• Buku
  • BUKU BANDUNG (5): Kisah Para Produsen Sarapan Bandung Tempo Dulu

BUKU BANDUNG (5): Kisah Para Produsen Sarapan Bandung Tempo Dulu

Buku Produsen Ontbijt Walanda Bandoeng menghadirkan kisah para produsen dan ragam menu sarapan ala Eropa di Bandung tempo dulu sebagai bagian dari sejarah kota.

Sampul buku Produsen Ontbijt Walanda Bandoeng karangan Sudarsono Katam yang diterbitkan oleh Khazanah Bahari. Buku ini menyajikan kisah para produsen sarapan Bandung tempo dulu yang menjadi bagian dari perkembangan sebuah kota. (Foto repro: Hernadi Tanzil)

Penulis Hernadi Tanzil13 Juni 2021


BandungBergerak.id - Sejarah kota tidak hanya bisa ditelusuri melalui buku-buku literatur atau bangunan-bangunan kunonya saja. Dari kulinernya pun kita bisa melihat bagaimana sebuah kota berkembang dari masa ke masa, menyertai gerak dinamika kehidupan masyarakat kota tersebut. Buku Produsen Ontbijt Walanda Bandoeng (2014) mencoba mengungkap sejarah kecil (petite histoire) perkembangan Kota Bandung melalui menu-menu sarapan (ontbijt) di masa Hindia Belanda.

Meski sudah lama menetap di Bandung, orang-orang Belanda tidak bisa meninggalkan kebiasaan sarapan ala Eropa setiap paginya, yaitu mengudap susu dan roti. Kebiasaan ini ternyata menular juga ke para menak Bandung, pegawai pemerintahan, dan orang-orang yang bergaul akrab dengan orang-orang Belanda.

Menurut buku Bandung Awal Revolusi 1945-1946 karya John Smail (Komunitas Bambu, 2013), penduduk Eropa yang tinggal di Bandung pada tahun 1930-an sebanyak 20.000 orang atau sekitar 12 persen dari total penduduk kota Bandung yang saat itu berjumlah 167.000 orang. Sedangkan menurut buku Statistisch Zakboekje voor Nederlandsch-Indie terbitan tahun 1939, penduduk keturunan Eropa di Bandung pada tahun 1930 sebanyak 19.700 orang.

Untuk memenuhi kebutuhan sarapan sekitar 20 ribu orang Eropa atau Belanda di masa itu, berdirilah berbagai produsen beragam jenis menu sarapan (ontbijt) di Kota Bandung. Sudarsono Katam, penulis buku Produsen Ontbijt Walanda Bandoeng, mencatat ada 22 produsen ontbijt yang berada di Kota Bandung.
################
◆ Petunjuk ◆
Tuliskan ulang dengan persis bagian teks tentang sarapan Bandung tempo dulu yang dimulai dengan "Buku Produsen Ontbijt Walanda Bandoeng menghadirkan" dan berlanjut hingga "repro: Hernadi Tanzil)". Baris-baris di bawah ini tidak ada kaitannya dengan teks tentang sarapan Bandung tempo dulu.
################
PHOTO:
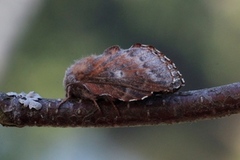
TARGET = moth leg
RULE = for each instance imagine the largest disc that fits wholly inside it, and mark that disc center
(66, 98)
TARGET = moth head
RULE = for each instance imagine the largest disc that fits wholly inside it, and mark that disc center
(78, 71)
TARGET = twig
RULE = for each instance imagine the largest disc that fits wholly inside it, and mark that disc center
(184, 106)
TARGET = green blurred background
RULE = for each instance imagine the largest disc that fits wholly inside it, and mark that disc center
(201, 37)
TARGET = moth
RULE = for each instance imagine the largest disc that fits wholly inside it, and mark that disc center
(124, 74)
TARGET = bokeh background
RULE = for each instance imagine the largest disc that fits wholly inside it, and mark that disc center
(40, 39)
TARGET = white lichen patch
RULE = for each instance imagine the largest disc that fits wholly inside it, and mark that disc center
(27, 99)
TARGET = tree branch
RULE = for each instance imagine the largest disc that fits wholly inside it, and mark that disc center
(184, 106)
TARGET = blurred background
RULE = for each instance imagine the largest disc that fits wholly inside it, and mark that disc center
(40, 39)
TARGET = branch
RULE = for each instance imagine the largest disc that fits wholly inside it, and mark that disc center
(184, 106)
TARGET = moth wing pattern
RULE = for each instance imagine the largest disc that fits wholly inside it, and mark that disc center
(132, 74)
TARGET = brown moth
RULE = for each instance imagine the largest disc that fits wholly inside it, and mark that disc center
(124, 74)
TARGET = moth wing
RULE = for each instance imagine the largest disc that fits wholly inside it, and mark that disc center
(118, 92)
(136, 73)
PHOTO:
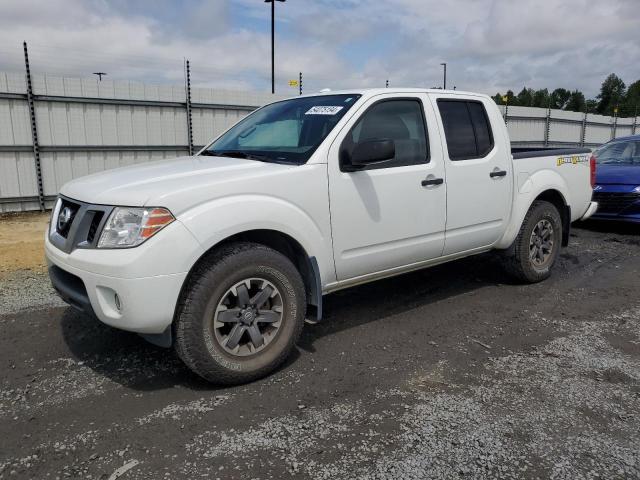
################
◆ Jawaban Latihan ◆
Buku Produsen Ontbijt Walanda Bandoeng menghadirkan kisah para produsen dan ragam menu sarapan ala Eropa di Bandung tempo dulu sebagai bagian dari sejarah kota.

Sampul buku Produsen Ontbijt Walanda Bandoeng karangan Sudarsono Katam yang diterbitkan oleh Khazanah Bahari. Buku ini menyajikan kisah para produsen sarapan Bandung tempo dulu yang menjadi bagian dari perkembangan sebuah kota. (Foto repro: Hernadi Tanzil)